Goals:
- A) In the business advice text, turn the paragraph that begins "However, in your infancy" into a short bulleted list that keeps its main facts.
- B) According to the business advice text, what is the summary of your business's purpose called?

Document excerpt:
Don’t try and be the entire C-suite board 

We understand that when you’re starting out, you often have to juggle all roles and functions in your organisation, but as you expand, think about where your skillset can best be applied, and look at hiring a support system. This can be from hiring an internal CFO to working with consultants or non-execs. Whatever works for you. 

However, in your infancy finding and hiring staff is especially hard and can be costly in both your time and money. Staff incentives schemes like Enterprise Management Incentive (EMI ) share-option schemes are a great way to motivate key hires in helping to grow your business if you can’t afford to pay market rate. Not only does this motivate staff, but it encourages those representing your brand, to work hard and protect the legacy you’re trying to create.

Be your own brand ambassador

Brand ambassadors are at the heart of most successful businesses. You and your staff need to be able to be good at explaining what you do, what you represent and how you work. Every time you meet someone, no matter who, there is opportunity. 

Start by summarising the purpose of your business on a post-it note. This summary is your elevator pitch. If this is ingrained in everything you communicate then you are the best ambassador for your brand.

Given information:
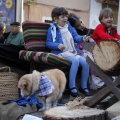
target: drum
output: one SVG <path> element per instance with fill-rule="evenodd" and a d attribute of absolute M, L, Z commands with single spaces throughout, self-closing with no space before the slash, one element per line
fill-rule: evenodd
<path fill-rule="evenodd" d="M 116 40 L 104 39 L 93 48 L 95 63 L 107 74 L 120 74 L 120 44 Z"/>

Exercise responses:
- A)
- Early on, finding and hiring staff is especially hard and can cost a lot of time and money.
- If you can't afford to pay market rate, staff incentive schemes such as Enterprise Management Incentive (EMI) share-option schemes are a great way to motivate key hires to help grow the business.
- These schemes motivate staff and encourage the people representing your brand to work hard and protect the legacy you're trying to create.

- B) Your elevator pitch.